Problems to work on
**a)** In the article about FIRST's support for the Gordon Research Conference, how common is autosomal recessive congenital ichthyosis?
**b)** Continue the article about FIRST's support for the Gordon Research Conference from the point where it stops.

FIRST Supports Gordon Research Conference

	For the second year FIRST provided financial support for the Gordon Research Conference.  This year’s conference was held over the summer at Davidson College in Davidson, North Carolina. Richard Eckert, PhD,  Professor and Chair, John F.B. Weaver Distinguished Professor, Biochemistry and Molecular Biology at University of Maryland, and Kapil Metha, PhD, Professor of Cancer Medicine (Biochemistry),  University of Texas MD Anderson Cancer Center, submitted a summary about the skin disease-relevant work presented at the conference.
Richard Eckert, PhD,  Professor and Chair, John F.B. Weaver Distinguished Professor, Biochemistry and Molecular Biology at University of Maryland		Kapil Metha, PhD, Professor of Cancer Medicine (Biochemistry),  University of Texas MD Anderson Cancer Center

Understanding Autosomal Recessive Congenital Ichthyosis

Richard L. Eckert, PhD
Professor and Chair
John F.B. Weaver Distinguished Professor
Biochemistry and Molecular Biology

Kapil Mehta, PhD
Professor of Cancer Medicine (Biochemistry),
University of Texas M.D. Anderson Cancer Center

Autosomal recessive congenital ichthyosis (ARCI) is an inherited genetic disease that affects 1 of every 250,000 people.  It includes lamellar ichthyosis (i.e. the plate-like scales) and CIE (i.e. congenital ichthyosiform erythroderma).  The type I transglutaminase (TG1) gene is mutated in many of these disease patients.  The TG1 protein is required for skin maturation and mutation of this protein results in deficient epidermal cornification leading to an abnormal epidermal surface including the production of plate-like “fish” scales.  TG1 mutations are found in a significant percentage of ARCI patients; however, understanding how these mutations lead to disease pathology is not well understood.

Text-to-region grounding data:
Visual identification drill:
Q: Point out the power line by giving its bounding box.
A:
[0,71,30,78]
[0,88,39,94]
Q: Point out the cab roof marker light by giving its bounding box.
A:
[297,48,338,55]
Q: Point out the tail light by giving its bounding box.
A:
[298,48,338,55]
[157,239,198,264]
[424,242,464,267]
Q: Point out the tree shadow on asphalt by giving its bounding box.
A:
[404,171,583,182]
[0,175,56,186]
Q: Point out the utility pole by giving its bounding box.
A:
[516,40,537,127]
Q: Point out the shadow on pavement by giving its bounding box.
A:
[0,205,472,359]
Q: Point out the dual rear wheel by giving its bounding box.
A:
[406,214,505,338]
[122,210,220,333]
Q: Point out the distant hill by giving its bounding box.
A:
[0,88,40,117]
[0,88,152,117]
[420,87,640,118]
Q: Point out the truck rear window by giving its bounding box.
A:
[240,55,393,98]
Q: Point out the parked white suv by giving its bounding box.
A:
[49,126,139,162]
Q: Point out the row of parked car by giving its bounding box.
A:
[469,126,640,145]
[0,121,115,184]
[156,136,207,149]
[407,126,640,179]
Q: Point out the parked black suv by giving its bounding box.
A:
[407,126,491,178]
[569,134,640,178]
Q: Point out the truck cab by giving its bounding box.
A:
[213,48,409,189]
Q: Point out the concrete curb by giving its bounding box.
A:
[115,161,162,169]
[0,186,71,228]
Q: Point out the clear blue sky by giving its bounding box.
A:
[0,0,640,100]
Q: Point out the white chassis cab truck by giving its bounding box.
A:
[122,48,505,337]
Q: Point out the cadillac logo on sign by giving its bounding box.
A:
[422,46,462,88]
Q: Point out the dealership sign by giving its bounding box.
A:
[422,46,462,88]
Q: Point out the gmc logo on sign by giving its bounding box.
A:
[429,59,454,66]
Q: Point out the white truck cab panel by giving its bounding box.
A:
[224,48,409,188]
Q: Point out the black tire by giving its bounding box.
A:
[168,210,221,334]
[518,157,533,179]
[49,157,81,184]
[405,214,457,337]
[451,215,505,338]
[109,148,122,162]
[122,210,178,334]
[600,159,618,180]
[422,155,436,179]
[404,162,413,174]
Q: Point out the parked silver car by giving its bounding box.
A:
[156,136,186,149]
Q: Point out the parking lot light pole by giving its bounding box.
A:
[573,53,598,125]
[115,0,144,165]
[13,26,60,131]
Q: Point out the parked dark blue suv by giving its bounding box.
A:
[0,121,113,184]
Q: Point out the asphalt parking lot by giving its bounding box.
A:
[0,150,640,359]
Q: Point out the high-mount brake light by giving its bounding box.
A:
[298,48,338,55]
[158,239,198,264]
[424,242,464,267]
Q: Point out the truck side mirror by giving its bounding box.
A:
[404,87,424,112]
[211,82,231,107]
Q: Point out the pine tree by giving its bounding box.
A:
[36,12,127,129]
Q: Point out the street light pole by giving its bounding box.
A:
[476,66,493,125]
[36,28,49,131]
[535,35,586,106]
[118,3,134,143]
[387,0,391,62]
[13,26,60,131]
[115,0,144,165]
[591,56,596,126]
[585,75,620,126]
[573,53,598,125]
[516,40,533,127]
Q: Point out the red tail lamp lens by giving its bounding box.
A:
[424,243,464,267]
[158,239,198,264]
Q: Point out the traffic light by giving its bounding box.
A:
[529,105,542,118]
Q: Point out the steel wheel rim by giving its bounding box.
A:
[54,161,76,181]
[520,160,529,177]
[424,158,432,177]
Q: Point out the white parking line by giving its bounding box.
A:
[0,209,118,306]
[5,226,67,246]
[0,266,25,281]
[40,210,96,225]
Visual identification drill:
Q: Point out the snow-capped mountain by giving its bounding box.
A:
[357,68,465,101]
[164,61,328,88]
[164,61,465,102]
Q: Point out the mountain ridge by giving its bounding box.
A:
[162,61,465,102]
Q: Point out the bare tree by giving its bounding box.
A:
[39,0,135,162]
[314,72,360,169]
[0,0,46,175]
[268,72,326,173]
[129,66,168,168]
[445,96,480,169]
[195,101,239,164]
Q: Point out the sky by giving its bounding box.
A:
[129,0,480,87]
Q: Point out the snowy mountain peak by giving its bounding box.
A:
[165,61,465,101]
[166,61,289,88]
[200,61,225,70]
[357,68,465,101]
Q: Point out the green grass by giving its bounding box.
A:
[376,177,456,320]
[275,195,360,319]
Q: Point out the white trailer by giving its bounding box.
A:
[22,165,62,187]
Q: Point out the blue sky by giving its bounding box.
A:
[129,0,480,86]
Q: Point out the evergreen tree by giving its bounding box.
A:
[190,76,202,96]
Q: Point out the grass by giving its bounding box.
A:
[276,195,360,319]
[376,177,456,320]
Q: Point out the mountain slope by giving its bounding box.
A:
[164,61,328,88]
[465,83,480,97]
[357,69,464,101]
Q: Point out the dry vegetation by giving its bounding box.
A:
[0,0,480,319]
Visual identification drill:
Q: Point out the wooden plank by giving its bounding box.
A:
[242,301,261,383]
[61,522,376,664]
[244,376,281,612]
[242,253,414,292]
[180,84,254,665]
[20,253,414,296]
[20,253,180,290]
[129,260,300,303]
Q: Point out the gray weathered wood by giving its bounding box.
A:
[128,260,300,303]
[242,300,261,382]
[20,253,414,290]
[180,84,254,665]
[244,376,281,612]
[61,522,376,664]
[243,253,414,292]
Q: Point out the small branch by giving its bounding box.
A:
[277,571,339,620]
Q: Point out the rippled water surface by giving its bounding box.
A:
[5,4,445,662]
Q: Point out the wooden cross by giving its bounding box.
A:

Outputs for the tasks
**a)** It affects 1 of every 250,000 people.

**b)**
In an effort to understand the role of TG1 mutations in disease, Dr. Richard Eckert and colleagues at the University of Maryland-School of Medicine in Baltimore are studying the intracellular events that control processing of normal and mutant TG1 in normal human skin cells.  These studies have led to potentially important new insights regarding the pathology of this disease.

These investigators found accumulation of mutant TG1 protein at abnormal locations inside cells.  This finding that the mutant TG1 proteins accumulate in the endoplasmic reticulum (ER) was “remarkable and not previously observed”, comments Dr. Eckert.  The ER is a protein processing and quality control center that checks new proteins as they are synthesized in the cell.  Unlike normal TG1, mutant TG1 proteins accumulate in the ER and are not successfully transported to the plasma membrane.  This is in contrast to normal TG1 which passes through the endoplasmic reticulum and is deposited on the inner surface of the plasma membrane where it aids cell maturation.

Mutant TG1 appears to not be appropriately folded and therefore accumulates in the ER and never arrives at the plasma membrane.  Since there is less TG1 at the plasma membrane there is reduced TG1 activity.  Dr. Eckert is presently testing the idea that treatment with chemicals that restore normal folding of mutant TG1 may alleviate some of the disease symptoms.  Indeed, Eckert laboratory studies show that treatment with chemicals that enhance protein folding reduces accumulation of mutant TG1 in the ER and increases TG1 activity.

Dr. Eckert states that “identification of this novel mechanism is an important step that will enhance our understanding and may lead to new therapies for this disease”.  An initiate discussion of this work was presented in July 2010 at the prestigious “Transglutaminases in Human Disease Processes” Gordon Research Conference at Davidson College in Davidson North Carolina and continued at the July 2012 meeting.  A manuscript describing some of these findings was published in the Journal of Biological Chemistry (Jiang-H, Jans-R, Xu-W, Rorke-EA, Lin-CY, Chen-YW, Fang-S, Zhong-Y and Eckert-RL JBC 285:31634, 2010 and a second manuscript is in preparation.